* Aim
Please change "instance" to "occurrence" in the rows running from the line containing "Task: pointing. Output: one" through the end of the rows, and write out only those rows with nothing else altered.

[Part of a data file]
● ● ● ●

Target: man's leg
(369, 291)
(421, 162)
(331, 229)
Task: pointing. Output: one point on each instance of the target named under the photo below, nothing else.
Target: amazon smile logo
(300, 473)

● ● ● ●

* Result below
Task: pointing. Output: one point on each occurrence of the target named under the photo below, nothing else.
Target: amazon smile logo
(300, 473)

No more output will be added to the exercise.